§ TASK BRIEF:
Pictures don't belong in the copy; print all the records exactly.

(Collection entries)
-- Opening Marker --

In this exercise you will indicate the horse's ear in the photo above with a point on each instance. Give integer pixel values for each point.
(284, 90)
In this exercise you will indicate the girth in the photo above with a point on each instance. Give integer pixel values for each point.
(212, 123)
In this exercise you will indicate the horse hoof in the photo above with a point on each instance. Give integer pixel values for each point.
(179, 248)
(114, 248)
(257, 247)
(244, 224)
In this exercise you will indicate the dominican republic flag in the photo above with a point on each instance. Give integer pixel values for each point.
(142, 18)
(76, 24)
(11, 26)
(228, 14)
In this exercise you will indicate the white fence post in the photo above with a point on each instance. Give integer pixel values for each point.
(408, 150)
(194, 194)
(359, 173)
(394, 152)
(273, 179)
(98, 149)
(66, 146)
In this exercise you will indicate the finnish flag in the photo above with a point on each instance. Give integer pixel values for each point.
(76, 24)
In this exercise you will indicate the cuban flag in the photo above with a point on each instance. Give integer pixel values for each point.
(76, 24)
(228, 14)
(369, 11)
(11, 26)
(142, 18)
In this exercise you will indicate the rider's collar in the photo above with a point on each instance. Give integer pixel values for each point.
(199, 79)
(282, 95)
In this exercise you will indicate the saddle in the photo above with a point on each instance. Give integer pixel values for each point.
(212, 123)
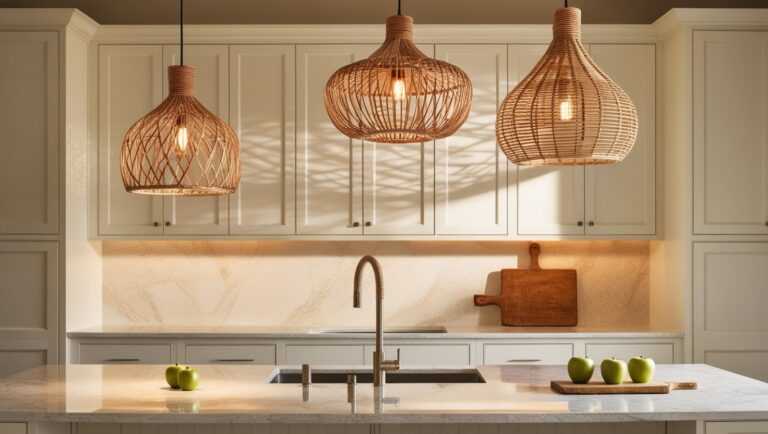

-- Closing Marker --

§ ANSWER FOR THIS EXERCISE:
In this exercise you will indicate the horse's ear in the photo above with a point on each instance. Give integer pixel values for each point.
(284, 90)
In this exercise you will indicate the girth in the photo above with a point on each instance. Give integer pixel values for each point.
(212, 123)
In this exercise you will indicate the horse hoof in the photo above with a point on each instance. Give integer pixel values for each point.
(179, 248)
(114, 248)
(257, 247)
(244, 224)
In this exercise you will indicate the dominican republic flag in the photo above with a point on each instance. Give integer pixel values for each point.
(142, 18)
(76, 24)
(11, 26)
(228, 14)
In this exercise you will indicate the white fence post in the photo above with a point on each instance. Give integer pixel values for each point.
(408, 150)
(194, 194)
(359, 173)
(394, 152)
(273, 179)
(98, 149)
(66, 146)
In this exercise you will indicate the finnish flag in the photo above with a point on each instance. Give integer pixel values for each point.
(76, 24)
In this exercise you will indicate the cuban flag in the photo above with a point on each instance. Give integer pixel values for each point.
(76, 24)
(228, 14)
(369, 11)
(11, 26)
(142, 18)
In this exercise you will indicate the rider's collar in the photo above with a point on each instance. Give integer pixel values for each point.
(199, 79)
(282, 95)
In this exercise you will indicate the saddle in the photo above with a point on each instance. Give integer pixel values for each point.
(212, 123)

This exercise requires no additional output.